TASKS AND EXERCISES:
a – In the Oppenheimer review, which actor plays Dr. Lewis Strauss?
b – Write a continuation of the Oppenheimer review, picking up after its final sentence.

Oppenheimer

By Hagen Seah

Christopher Nolan’s Latest Shell-Shocks Viewers With A New Era Of Cinema

“He’s dancing between the raindrops” - Cillian Murphy, regarding Oppenheimer (2023)

These words, although not spoken in the film, are the tenet of what defines Nolan’s newest project. In his biopic on the “father of the nuclear bomb”. Christopher Nolan, the director ubiquitous for his grandiose and overly ambitious projects, begins Oppenheimer with a similar level of wide-eyed resplendence. Though most filmmakers would fail to sustain this level of excitement throughout its three-hour runtime, Nolan, fully cognizant of audience expectations, expertly juggles and interweaves three narratives simultaneously. His mastery of this harkens back to his similarly confounding and equally experimental sophomoric film, Memento. In many ways, Oppenheimer is a tapestry of pure juxtaposition, fuelled by this one question: What happens when good intentions lead to irrevocable destruction?

Nolan’s Oppenheimer begins at a hearing, with a lens pressed squarely at J. Robert Oppenheimer (Cillian Murphy) as he recounts the decades of pain he has suffered on his moral conscience as a result of his creation. Artfully transitioning through time, we see three narratives unfold: the events that inevitably led to that fateful atomic bomb, the difficult questions asked years later to Oppenheimer and those who knew him to evaluate his character, and Dr. Lewis Strauss’s (Robert Downey Jr.) Senate confirmation hearing. Despite these all taking place at different points in time, Nolan thrives on the film’s uniquely baffling structure. Under the commentary track for his feature-length debut, Following, Nolan expressed how “the structure lends itself to immediate confusion, which I like, [...forcing] the audience to think and changes the status of what is happening on-screen.” Indeed, Oppenheimer’s contents need not surprise anyone who is even remotely knowledgeable about Nolan’s stylistic tendencies as it wistfully contemplates on the ethics of the weapons of mass destruction.


Christopher Nolan has always been interested in artists who are bounded by moral complexity, whose throughline begins at The Prestige. Born Julius Robert Oppenheimer, the man who is now synonymous with the infamous phrase “I am become Death, the destroyer of worlds”, Cillian Murphy’s sprightly interpretation of the man in his early years is intertwined with the soulless, dispirited figure in the film’s chronologically abrasive approach to the biopic. The similarities to Hayao Miyazaki’s The Wind Rises is endless, not least because of both’s naively optimistic (and opportunistic) approach to creation that led to abusive destruction. But for how straightforward and facile Miyazaki’s opus was, Nolan questions the viewer too: where do the lines get drawn regarding the culpability one faces in the creative process?

SOURCE DATA:
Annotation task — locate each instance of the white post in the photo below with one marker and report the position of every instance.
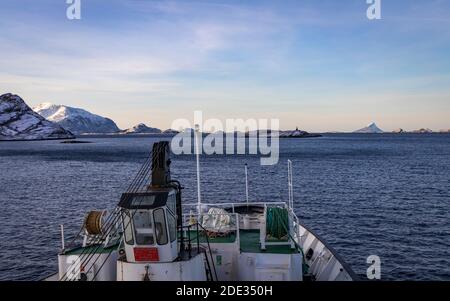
(62, 237)
(197, 151)
(246, 183)
(290, 186)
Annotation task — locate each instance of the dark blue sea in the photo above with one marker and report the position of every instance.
(385, 195)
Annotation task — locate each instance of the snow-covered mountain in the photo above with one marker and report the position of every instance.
(171, 132)
(141, 129)
(370, 129)
(423, 131)
(19, 122)
(78, 121)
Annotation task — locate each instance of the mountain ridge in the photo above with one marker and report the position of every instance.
(76, 120)
(19, 122)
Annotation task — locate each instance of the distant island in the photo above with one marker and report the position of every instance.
(297, 134)
(370, 129)
(50, 121)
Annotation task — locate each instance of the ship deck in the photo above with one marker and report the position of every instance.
(248, 242)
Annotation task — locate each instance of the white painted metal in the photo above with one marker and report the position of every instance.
(230, 262)
(62, 237)
(246, 183)
(70, 267)
(290, 186)
(197, 154)
(187, 270)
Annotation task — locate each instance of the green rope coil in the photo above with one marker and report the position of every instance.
(277, 221)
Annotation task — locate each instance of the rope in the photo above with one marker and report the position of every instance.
(277, 221)
(137, 183)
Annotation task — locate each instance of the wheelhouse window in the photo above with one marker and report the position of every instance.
(143, 227)
(172, 224)
(128, 228)
(171, 203)
(160, 226)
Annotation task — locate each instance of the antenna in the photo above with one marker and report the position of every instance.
(290, 187)
(246, 183)
(197, 152)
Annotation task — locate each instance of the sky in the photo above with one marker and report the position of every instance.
(321, 65)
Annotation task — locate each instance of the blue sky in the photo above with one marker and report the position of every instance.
(320, 65)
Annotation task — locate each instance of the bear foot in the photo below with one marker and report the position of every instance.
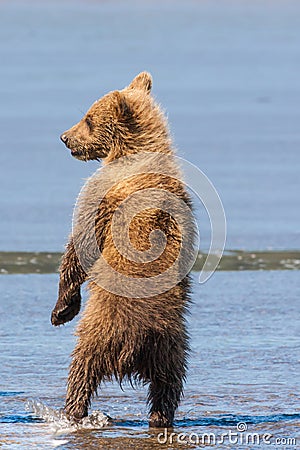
(158, 420)
(64, 313)
(76, 415)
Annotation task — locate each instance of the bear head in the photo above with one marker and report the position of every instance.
(120, 123)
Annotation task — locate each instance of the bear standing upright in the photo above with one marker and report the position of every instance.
(133, 326)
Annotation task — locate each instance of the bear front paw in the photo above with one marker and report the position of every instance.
(64, 312)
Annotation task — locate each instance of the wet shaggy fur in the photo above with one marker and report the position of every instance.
(137, 337)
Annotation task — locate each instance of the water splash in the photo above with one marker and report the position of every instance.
(59, 422)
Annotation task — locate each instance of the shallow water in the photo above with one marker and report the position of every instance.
(226, 72)
(244, 366)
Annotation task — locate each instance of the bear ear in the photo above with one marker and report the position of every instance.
(122, 106)
(142, 81)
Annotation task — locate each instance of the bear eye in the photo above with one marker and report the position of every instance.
(89, 123)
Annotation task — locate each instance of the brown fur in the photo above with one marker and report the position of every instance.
(142, 337)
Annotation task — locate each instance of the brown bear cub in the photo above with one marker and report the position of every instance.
(133, 326)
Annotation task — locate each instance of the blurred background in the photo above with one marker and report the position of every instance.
(226, 72)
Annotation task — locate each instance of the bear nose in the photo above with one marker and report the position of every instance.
(64, 138)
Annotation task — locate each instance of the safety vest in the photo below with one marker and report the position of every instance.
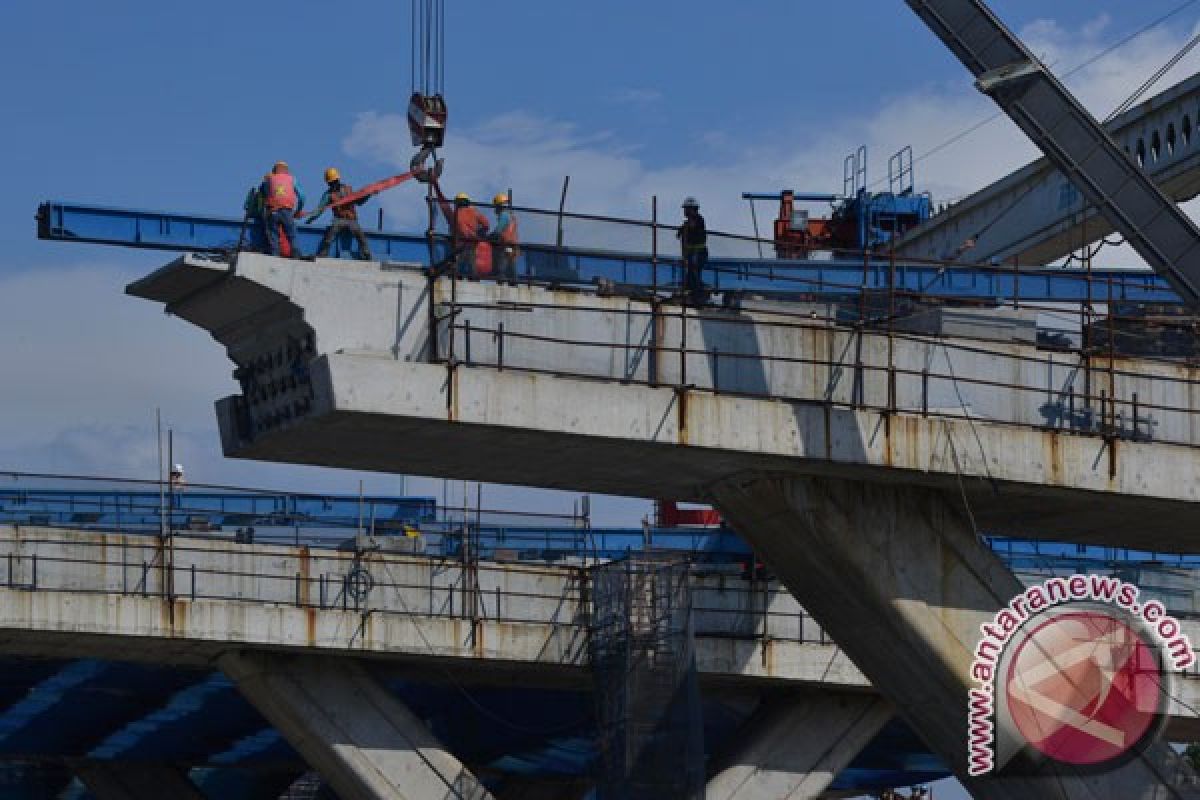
(468, 222)
(342, 211)
(281, 191)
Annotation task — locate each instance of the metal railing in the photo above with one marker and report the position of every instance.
(1087, 385)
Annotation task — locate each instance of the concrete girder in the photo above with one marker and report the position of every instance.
(798, 400)
(136, 781)
(363, 740)
(796, 747)
(900, 581)
(1035, 215)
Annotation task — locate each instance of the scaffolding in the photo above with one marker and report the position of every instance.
(649, 723)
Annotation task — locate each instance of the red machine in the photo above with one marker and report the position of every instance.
(672, 516)
(797, 234)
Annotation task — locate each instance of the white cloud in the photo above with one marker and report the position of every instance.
(636, 96)
(84, 366)
(532, 154)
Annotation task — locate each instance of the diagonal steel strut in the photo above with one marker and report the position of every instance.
(1071, 138)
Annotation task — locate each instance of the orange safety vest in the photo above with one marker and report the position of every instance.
(509, 235)
(281, 191)
(467, 223)
(343, 211)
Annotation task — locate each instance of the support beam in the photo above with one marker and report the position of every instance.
(1036, 216)
(795, 749)
(349, 728)
(1071, 138)
(136, 781)
(898, 577)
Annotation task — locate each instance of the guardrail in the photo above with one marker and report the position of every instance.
(876, 365)
(372, 582)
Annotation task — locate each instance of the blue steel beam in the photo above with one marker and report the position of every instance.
(819, 278)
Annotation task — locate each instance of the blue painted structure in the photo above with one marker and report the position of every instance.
(570, 265)
(52, 710)
(207, 510)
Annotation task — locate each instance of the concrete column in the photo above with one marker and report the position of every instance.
(349, 728)
(136, 781)
(796, 747)
(900, 581)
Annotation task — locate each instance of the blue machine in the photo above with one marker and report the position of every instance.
(859, 220)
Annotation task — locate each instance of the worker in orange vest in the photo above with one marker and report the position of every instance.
(468, 226)
(507, 238)
(346, 217)
(282, 198)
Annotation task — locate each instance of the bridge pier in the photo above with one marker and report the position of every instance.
(135, 781)
(899, 578)
(796, 747)
(349, 728)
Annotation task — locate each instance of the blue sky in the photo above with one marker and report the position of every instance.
(180, 106)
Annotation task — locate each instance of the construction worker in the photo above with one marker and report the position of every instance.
(256, 214)
(282, 198)
(694, 239)
(346, 217)
(473, 253)
(505, 238)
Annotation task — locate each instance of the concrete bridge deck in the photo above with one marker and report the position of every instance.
(569, 390)
(861, 462)
(70, 594)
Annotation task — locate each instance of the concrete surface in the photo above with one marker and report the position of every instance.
(796, 747)
(361, 740)
(372, 390)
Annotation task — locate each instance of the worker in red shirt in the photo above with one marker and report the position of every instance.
(282, 198)
(468, 227)
(346, 217)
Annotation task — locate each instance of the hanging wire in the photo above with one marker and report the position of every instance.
(1155, 78)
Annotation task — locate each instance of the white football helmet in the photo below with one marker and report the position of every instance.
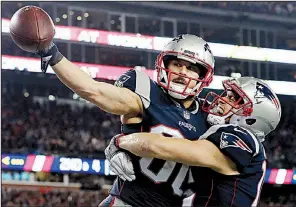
(257, 107)
(190, 48)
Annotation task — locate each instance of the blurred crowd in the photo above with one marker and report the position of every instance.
(267, 7)
(11, 197)
(32, 127)
(45, 198)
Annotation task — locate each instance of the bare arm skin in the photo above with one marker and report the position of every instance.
(109, 98)
(194, 153)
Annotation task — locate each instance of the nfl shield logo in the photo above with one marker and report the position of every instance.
(186, 115)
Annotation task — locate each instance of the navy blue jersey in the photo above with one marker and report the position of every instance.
(247, 152)
(158, 182)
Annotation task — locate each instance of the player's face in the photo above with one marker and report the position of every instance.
(223, 107)
(185, 68)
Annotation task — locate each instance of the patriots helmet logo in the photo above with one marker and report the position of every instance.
(123, 78)
(178, 38)
(231, 140)
(263, 92)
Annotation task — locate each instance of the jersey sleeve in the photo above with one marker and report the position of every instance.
(137, 82)
(237, 143)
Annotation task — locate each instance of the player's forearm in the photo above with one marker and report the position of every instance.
(194, 153)
(73, 77)
(157, 146)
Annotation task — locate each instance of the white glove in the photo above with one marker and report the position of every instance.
(122, 166)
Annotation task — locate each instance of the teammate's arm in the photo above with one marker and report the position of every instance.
(194, 153)
(109, 98)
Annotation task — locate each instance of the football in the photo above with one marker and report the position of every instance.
(31, 29)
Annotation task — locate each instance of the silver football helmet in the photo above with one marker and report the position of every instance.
(257, 107)
(190, 48)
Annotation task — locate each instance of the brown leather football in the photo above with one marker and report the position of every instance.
(31, 28)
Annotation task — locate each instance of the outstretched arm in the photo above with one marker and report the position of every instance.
(194, 153)
(109, 98)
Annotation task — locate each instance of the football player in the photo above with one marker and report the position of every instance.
(169, 106)
(231, 149)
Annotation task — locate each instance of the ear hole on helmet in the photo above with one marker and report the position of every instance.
(250, 121)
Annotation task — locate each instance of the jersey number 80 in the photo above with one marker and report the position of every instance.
(165, 172)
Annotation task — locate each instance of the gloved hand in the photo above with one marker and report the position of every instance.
(122, 166)
(49, 56)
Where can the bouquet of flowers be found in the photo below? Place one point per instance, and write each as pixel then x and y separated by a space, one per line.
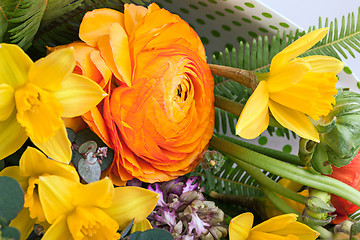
pixel 113 125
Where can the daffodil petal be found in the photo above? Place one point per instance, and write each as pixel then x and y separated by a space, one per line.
pixel 14 172
pixel 7 103
pixel 294 120
pixel 131 202
pixel 120 47
pixel 240 226
pixel 287 75
pixel 320 63
pixel 58 230
pixel 298 47
pixel 15 65
pixel 56 196
pixel 276 223
pixel 78 95
pixel 256 235
pixel 31 160
pixel 254 118
pixel 49 72
pixel 97 194
pixel 91 28
pixel 141 226
pixel 302 231
pixel 23 223
pixel 12 136
pixel 58 147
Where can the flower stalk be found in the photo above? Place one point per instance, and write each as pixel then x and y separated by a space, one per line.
pixel 244 77
pixel 287 171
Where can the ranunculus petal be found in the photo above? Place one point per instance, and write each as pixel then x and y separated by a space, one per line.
pixel 49 72
pixel 58 230
pixel 126 202
pixel 97 194
pixel 14 172
pixel 254 118
pixel 120 48
pixel 320 63
pixel 58 147
pixel 12 136
pixel 298 47
pixel 57 196
pixel 15 65
pixel 294 120
pixel 240 226
pixel 78 95
pixel 23 223
pixel 7 103
pixel 33 158
pixel 96 24
pixel 287 75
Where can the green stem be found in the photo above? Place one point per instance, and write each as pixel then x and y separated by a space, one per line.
pixel 267 183
pixel 278 202
pixel 287 171
pixel 280 155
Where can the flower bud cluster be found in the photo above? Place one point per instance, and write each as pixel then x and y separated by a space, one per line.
pixel 183 211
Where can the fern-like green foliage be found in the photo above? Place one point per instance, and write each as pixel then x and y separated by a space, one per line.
pixel 342 40
pixel 41 23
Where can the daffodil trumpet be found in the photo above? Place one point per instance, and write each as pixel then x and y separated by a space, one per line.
pixel 295 91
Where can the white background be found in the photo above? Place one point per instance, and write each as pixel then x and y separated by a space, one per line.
pixel 306 13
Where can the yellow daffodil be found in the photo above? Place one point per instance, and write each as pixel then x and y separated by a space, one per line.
pixel 283 227
pixel 292 90
pixel 92 211
pixel 34 97
pixel 32 165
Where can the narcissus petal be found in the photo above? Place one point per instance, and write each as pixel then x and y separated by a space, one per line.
pixel 320 63
pixel 7 103
pixel 240 226
pixel 287 75
pixel 49 72
pixel 294 120
pixel 58 147
pixel 78 95
pixel 56 196
pixel 126 202
pixel 12 136
pixel 96 24
pixel 58 230
pixel 15 65
pixel 31 160
pixel 254 118
pixel 298 47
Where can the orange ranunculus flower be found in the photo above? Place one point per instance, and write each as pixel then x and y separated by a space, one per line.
pixel 159 115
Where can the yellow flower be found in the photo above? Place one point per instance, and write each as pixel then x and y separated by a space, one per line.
pixel 34 97
pixel 283 227
pixel 34 164
pixel 293 89
pixel 95 210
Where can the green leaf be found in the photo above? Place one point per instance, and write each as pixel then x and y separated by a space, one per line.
pixel 10 233
pixel 11 198
pixel 152 234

RESPONSES:
a – Robert Downey Jr.

b –
Nolan’s achievement does not come merely from its creative structural cohesion, but from how he parallels the act of creativity with that of Oppenheimer’s revolutionary creation. Nolan is a cinematic and creative force in the current zeitgeist — a quick search online yields thousands of think-pieces all echoing the same few questions regarding Nolan’s credibility and artistic intent as a filmmaker. It’s no wonder why Nolan was so quickly drawn into the neuroses of Oppenheimer, a person, no less, who struggled with balancing on the precipices between the clinical rigor of science and the moral ambiguity of emotion. There is no one who could have made Oppenheimer besides Nolan, precisely because of their lack of moral obligation regarding their social impact. 


There is plenty to lament about regarding Nolan’s indulgent work — which stands out as his longest work by far — but the beauty lies in how similarly it mirrors the struggles of its protagonist. Oppenheimer isn’t perfect because Oppenheimer is not perfect. It mirrors the complications of ethical decisions in its equally divisive and confusing juxtaposition of artistic responsibility. There is nobody who is making films like Nolan, good or bad, and being able to appreciate that cinematic singularity is key to basking in the film’s glorious grandeur.